▶ **Items**

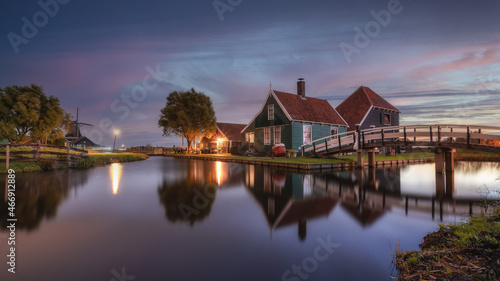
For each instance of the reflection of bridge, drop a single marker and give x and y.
(445, 138)
(288, 198)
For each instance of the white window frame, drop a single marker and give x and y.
(270, 112)
(277, 135)
(304, 132)
(390, 119)
(267, 136)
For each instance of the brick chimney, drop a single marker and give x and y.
(301, 87)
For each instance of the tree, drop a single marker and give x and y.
(27, 114)
(187, 114)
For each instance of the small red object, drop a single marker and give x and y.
(279, 150)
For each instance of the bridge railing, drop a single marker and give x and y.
(331, 143)
(469, 136)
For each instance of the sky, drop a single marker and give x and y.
(117, 61)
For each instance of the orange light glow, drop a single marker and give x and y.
(218, 166)
(116, 173)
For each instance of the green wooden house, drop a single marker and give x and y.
(292, 119)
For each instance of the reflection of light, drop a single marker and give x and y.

▶ **Description of the task**
Format the lines of the entries above as a Markdown table with two columns, No. and Line, numbering each row and skipping blank lines. Leave the pictures out.

▶ **Output for this task**
| No. | Line |
|---|---|
| 1 | For each instance of the reflection of bridge, drop a single marker and give x and y. |
| 2 | (445, 138) |
| 3 | (288, 198) |
| 4 | For each instance of the white window frame, drop a single marker and give x and y. |
| 5 | (270, 112) |
| 6 | (277, 135) |
| 7 | (304, 132) |
| 8 | (390, 119) |
| 9 | (267, 136) |
| 10 | For each instance of the brick chimney, drop a single marker and give x and y. |
| 11 | (301, 87) |
| 12 | For each instance of the tree, drop a single marker and give x and y. |
| 13 | (27, 114) |
| 14 | (187, 114) |
| 15 | For each instance of the small red object, drop a single marker and give x and y. |
| 16 | (279, 150) |
| 17 | For each instance of the bridge railing, drop a single marker and give x and y. |
| 18 | (331, 143) |
| 19 | (469, 136) |
| 20 | For each instance of the sky, drop a single marker and give x and y. |
| 21 | (117, 61) |
| 22 | For each instance of the orange light glow, drop a single marker and give x and y. |
| 23 | (218, 166) |
| 24 | (116, 173) |
| 25 | For each instance of the green wooden house, drop a single marker and give x and y. |
| 26 | (292, 119) |
| 27 | For each instance of the reflection of light, drop a single marker and give x and y. |